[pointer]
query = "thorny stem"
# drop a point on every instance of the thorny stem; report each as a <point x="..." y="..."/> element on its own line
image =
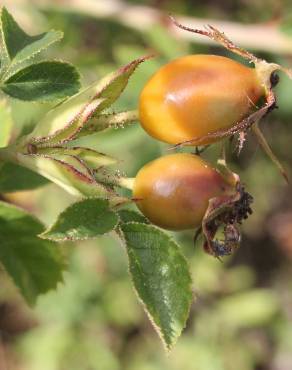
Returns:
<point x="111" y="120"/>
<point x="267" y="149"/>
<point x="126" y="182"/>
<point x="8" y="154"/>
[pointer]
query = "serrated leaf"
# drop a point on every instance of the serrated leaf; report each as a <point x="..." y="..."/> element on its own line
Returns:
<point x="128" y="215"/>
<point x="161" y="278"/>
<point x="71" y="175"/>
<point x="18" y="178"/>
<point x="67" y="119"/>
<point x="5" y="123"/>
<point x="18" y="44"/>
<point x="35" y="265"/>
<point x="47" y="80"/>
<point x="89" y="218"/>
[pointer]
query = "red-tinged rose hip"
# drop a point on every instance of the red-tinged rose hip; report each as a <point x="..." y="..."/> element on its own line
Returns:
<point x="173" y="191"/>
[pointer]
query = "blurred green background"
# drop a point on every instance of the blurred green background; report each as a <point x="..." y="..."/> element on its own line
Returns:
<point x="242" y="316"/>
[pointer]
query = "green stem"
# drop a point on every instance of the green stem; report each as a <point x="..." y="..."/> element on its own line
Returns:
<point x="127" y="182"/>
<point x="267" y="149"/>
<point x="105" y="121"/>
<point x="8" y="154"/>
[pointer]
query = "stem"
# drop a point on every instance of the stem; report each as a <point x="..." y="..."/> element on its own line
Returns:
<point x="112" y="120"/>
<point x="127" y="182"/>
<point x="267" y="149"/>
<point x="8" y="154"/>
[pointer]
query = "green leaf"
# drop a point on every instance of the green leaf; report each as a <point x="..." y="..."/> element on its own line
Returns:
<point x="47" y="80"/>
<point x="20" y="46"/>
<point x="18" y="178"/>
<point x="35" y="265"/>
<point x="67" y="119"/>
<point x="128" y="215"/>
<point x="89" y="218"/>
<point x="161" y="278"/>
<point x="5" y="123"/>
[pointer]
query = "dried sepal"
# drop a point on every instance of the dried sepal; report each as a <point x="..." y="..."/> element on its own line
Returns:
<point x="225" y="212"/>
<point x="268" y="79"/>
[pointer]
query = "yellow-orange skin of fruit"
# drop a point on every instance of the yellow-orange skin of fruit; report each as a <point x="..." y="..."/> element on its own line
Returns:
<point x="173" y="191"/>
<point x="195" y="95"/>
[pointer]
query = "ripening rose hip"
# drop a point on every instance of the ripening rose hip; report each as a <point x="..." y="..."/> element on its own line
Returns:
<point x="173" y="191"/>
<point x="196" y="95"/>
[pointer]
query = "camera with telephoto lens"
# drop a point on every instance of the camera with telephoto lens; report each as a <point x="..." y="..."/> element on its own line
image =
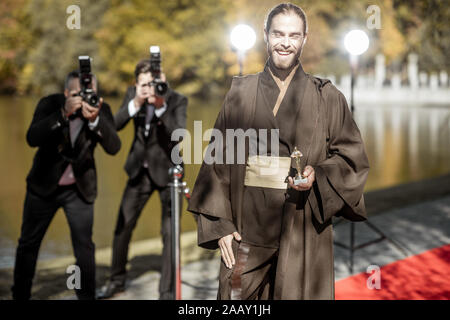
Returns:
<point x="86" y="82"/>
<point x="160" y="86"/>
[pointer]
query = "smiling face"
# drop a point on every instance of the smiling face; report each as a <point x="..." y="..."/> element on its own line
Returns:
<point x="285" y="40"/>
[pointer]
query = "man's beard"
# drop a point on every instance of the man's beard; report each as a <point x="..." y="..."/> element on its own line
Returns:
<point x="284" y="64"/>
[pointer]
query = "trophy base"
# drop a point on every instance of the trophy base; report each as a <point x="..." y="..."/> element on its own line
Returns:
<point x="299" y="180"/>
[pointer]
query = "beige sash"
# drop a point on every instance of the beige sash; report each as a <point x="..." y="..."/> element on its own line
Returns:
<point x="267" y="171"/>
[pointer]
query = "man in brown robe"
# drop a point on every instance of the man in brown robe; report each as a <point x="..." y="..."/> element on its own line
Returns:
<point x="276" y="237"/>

* * *

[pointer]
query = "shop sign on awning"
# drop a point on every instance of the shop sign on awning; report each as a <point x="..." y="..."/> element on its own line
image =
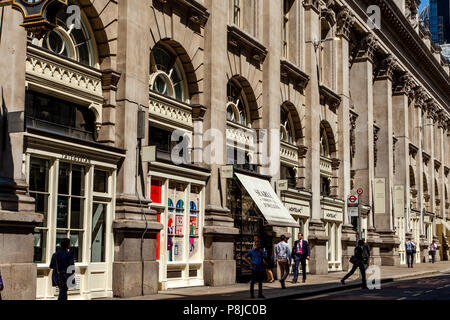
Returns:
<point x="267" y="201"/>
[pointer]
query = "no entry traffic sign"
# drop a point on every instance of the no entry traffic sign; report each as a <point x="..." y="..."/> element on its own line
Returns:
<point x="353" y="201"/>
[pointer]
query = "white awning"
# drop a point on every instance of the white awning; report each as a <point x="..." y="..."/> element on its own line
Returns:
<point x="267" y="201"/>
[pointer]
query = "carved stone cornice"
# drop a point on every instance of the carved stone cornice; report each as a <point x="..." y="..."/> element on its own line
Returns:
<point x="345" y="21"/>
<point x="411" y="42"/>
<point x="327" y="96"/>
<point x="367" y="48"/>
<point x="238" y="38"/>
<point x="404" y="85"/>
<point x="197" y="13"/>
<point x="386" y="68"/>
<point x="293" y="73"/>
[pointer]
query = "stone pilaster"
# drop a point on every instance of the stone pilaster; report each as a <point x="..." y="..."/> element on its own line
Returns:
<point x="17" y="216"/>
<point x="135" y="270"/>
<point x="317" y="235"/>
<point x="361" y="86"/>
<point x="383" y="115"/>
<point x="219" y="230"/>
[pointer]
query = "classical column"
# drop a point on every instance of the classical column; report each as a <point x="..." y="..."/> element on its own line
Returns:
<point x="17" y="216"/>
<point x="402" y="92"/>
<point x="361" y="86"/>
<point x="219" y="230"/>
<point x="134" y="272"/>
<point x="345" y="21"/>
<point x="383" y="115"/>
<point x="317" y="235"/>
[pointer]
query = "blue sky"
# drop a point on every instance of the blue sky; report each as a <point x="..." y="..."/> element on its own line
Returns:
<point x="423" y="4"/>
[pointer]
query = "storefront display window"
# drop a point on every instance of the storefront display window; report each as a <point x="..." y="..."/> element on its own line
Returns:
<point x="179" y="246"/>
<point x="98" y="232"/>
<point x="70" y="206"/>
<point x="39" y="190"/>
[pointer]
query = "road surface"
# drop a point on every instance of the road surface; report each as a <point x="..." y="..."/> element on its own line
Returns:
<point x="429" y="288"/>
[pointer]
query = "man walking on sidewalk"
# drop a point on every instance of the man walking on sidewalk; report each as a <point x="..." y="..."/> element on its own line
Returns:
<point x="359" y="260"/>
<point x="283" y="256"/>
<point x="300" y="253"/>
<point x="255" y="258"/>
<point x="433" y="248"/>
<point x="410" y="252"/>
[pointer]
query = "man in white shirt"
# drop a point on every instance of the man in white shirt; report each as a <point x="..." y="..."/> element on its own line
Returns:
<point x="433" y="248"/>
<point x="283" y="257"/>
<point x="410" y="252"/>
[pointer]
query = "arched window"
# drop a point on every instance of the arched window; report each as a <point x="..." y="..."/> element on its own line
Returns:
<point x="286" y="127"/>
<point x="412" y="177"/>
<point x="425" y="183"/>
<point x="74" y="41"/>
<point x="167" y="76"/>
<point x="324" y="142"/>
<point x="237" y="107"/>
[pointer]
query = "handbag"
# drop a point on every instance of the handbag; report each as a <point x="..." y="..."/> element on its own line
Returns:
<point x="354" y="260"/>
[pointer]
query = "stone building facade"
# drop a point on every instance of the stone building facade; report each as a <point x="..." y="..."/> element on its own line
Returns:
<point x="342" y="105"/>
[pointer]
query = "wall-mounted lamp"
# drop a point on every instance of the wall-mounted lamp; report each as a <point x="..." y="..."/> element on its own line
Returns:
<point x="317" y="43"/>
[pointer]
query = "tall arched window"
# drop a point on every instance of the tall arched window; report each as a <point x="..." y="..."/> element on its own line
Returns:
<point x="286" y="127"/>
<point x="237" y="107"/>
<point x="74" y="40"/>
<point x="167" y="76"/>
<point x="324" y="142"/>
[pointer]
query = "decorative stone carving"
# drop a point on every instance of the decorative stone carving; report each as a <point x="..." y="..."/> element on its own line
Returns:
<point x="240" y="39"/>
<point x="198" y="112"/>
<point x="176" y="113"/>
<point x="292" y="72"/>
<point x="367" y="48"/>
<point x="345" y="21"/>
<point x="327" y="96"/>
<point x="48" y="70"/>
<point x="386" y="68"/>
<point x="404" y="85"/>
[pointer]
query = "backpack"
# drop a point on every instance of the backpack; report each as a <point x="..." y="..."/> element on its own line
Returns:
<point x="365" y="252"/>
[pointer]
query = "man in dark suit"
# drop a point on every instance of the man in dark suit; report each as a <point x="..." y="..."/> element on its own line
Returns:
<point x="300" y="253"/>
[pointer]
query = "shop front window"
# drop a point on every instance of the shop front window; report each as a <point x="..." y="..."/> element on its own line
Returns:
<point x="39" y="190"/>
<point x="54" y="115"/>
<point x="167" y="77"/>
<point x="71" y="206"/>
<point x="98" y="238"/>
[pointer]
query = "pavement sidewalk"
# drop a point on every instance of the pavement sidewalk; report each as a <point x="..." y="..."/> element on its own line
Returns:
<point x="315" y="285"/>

* * *

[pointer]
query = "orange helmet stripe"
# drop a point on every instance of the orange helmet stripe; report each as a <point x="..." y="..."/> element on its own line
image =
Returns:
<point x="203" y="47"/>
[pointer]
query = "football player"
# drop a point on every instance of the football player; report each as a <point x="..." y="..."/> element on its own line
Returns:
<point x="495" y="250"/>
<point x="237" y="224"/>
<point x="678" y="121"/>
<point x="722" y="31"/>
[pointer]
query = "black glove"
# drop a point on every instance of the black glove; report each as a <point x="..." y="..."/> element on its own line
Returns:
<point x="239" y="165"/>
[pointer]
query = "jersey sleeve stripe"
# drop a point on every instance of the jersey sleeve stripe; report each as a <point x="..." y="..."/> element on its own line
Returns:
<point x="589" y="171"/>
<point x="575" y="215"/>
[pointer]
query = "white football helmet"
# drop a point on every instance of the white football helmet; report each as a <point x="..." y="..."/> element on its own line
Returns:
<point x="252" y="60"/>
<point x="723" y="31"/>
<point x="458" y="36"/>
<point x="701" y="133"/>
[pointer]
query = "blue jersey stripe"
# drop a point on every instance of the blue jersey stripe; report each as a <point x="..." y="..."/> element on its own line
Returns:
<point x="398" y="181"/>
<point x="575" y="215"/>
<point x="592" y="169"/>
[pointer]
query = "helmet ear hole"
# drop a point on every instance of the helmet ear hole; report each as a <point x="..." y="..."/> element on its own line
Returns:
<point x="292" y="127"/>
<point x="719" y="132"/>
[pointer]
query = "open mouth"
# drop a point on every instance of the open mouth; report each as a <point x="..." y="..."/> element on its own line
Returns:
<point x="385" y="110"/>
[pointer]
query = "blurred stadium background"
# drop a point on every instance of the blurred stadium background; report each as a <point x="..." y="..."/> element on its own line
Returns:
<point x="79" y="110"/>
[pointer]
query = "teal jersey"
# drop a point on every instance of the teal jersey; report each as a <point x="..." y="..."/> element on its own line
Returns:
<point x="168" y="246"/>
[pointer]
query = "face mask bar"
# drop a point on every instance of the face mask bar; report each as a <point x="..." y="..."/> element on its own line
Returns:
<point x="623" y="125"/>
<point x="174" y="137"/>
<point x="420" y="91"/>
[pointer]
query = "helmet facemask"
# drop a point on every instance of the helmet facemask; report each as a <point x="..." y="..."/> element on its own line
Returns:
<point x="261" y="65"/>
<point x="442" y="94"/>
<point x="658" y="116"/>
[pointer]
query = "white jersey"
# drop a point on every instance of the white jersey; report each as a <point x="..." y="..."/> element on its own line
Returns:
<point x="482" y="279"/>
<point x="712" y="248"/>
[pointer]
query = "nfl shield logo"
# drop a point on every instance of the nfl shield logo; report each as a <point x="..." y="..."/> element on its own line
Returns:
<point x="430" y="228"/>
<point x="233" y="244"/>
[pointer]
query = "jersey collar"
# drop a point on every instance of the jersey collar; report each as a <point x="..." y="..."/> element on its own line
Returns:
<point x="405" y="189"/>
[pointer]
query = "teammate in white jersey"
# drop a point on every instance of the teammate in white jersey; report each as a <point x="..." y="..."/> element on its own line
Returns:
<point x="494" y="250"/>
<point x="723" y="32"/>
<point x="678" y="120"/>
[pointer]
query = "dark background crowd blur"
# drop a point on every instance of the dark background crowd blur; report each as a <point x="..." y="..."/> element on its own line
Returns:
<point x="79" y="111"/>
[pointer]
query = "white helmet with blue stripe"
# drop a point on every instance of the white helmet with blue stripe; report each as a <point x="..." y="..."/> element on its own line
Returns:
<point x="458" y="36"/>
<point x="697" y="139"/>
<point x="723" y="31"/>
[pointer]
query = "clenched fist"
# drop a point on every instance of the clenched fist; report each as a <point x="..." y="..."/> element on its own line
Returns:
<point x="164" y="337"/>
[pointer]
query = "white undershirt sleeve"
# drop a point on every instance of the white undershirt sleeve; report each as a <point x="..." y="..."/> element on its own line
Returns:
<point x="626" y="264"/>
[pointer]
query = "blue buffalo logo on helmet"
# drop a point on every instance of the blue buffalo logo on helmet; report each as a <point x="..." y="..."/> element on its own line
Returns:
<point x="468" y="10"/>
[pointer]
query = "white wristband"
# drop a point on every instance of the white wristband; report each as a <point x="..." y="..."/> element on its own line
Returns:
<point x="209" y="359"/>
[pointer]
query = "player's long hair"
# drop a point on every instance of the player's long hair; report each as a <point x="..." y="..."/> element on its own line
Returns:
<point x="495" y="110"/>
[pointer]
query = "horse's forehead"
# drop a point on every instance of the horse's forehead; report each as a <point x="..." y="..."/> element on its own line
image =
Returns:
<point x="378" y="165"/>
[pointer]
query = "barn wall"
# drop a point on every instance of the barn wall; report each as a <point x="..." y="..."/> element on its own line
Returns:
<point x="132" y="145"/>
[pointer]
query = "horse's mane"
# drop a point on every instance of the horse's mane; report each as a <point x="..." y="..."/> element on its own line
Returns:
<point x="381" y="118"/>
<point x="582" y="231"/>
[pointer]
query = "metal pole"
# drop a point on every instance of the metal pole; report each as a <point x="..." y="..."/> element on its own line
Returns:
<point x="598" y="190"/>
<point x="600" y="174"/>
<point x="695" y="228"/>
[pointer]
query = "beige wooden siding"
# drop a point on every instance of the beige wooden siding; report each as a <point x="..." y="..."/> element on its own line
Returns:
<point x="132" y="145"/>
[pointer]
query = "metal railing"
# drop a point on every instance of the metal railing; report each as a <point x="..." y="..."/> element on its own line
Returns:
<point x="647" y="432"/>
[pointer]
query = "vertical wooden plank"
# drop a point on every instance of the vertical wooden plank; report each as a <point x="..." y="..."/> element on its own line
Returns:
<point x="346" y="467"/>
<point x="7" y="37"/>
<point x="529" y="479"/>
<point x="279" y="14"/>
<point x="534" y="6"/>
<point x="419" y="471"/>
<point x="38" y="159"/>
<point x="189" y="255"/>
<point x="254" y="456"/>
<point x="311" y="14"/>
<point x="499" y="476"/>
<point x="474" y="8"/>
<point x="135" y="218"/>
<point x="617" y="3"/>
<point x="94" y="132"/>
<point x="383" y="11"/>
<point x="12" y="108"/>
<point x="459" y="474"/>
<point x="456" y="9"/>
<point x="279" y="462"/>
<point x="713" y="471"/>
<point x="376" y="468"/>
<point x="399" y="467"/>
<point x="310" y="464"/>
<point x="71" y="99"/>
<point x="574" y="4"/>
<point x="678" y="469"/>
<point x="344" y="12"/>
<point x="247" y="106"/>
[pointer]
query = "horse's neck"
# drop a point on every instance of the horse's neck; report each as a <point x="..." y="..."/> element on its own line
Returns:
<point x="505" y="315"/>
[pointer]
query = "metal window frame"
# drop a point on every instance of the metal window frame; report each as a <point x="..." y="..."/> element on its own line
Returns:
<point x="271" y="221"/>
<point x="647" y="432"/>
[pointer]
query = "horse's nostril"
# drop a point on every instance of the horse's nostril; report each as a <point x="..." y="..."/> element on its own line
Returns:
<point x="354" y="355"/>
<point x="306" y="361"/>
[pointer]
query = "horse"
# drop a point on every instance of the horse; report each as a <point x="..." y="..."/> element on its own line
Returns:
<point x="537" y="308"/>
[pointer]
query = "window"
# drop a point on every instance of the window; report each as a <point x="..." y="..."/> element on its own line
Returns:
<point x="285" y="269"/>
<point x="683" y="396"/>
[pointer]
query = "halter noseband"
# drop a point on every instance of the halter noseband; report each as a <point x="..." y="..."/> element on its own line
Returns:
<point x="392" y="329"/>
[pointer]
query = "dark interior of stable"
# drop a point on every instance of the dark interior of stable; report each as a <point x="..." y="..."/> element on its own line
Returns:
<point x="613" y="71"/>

AIM OF THE TASK
Pull out each line of the records above that contains the word "long".

WRITTEN ANSWER
query = "player's long hair"
# drop a point on every instance of the player's long hair; report each as a <point x="..." y="..."/> element on its own line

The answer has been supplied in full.